** Start READING PASSAGE **

# Multitask Clean

In [1]:
%load_ext autoreload
%autoreload 2

import pinot
from pinot.net import Net
from pinot import data
import torch
import dgl

Using backend: pytorch


In [3]:
def get_data(col=None):

    def generate_mask(ds):
        mask = [(~torch.isnan(d[1]), d[0], d[1])
                for d in ds]
        return mask

    def filter_cols(ds, num_cols=6, col=None):
        if col is None:
            ds = [(d[0], d[1][:,:num_cols]) for d in ds]
        else:
            ds = [(d[0], d[1][:,col].view(-1, 1)) for d in ds]
        return ds

    ds = data.moonshot_meta()

    # move to GPU
    cuda_ds = []
    for d in ds:
        d = tuple([i.to(torch.device('cuda:0')) for i in d])
        cuda_ds.append(d)

    ds_tr, ds_te = data.utils.split(cuda_ds, [4, 1])
    
    ds_tr = data.utils.batch(ds_tr, len(ds_tr))
    ds_te = data.utils.batch(ds_te, len(ds_te))
    
    ds_tr = filter_cols(ds_tr, num_cols=9, col=col)
    ds_te = filter_cols(ds_te, num_cols=9, col=col)
    
    num_data = torch.cat([m[0] for m in generate_mask(ds_tr)]).sum()
    return ds_tr, ds_te, num_data

# Multitask Train and Test

In [5]:
from pinot.multitask import MultitaskNet
from pinot.regressors import (VariationalGaussianProcessRegressor,
                              ExactGaussianProcessRegressor)

representation = pinot.representation.Sequential(
    pinot.representation.dgl_legacy.gn(model_name='GraphConv'),
    [32, 'tanh', 32, 'tanh', 32, 'tanh']
)

** End READING PASSAGE **
** Start DATA EXTRACT **

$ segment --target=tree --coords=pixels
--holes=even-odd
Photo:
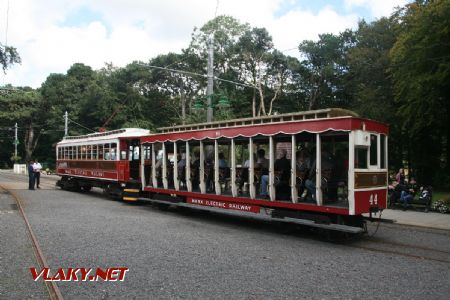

** End DATA EXTRACT **

** PROBLEMS TO SOLVE **
A) What model_name does the multitask notebook pass to gn?
B) Please carry on writing the multitask notebook from the point where it stops.
The lines have no connection to the multitask notebook.

** TASK-BY-TASK OUTPUTS **
A) 'GraphConv'

B)
mtn = MultitaskNet(representation,
                   output_regressor=ExactGaussianProcessRegressor,
#                    VariationalGaussianProcessRegressor,
#                    num_data=num_data
                  ).to(torch.device('cuda:0'))

optimizer = torch.optim.Adam(mtn.parameters(), lr=1e-4, weight_decay=0.0)

## Run experiment.

In [6]:
from pinot.app.experiment import TrainAndTest
from pinot.multitask.metrics import r2, pearson, rmse, avg_nll
from pinot.multitask.experiment import MultitaskTrain

ds_tr, ds_te, num_data = get_data()

tt = TrainAndTest(net=mtn,
                  data_te=ds_te,
                  data_tr=ds_tr,
                  n_epochs=1,
                  optimizer=optimizer,
                  metrics=[r2, pearson, rmse, avg_nll],
                  train_cls=MultitaskTrain)

# TODO: stratify results by task
results = tt.run()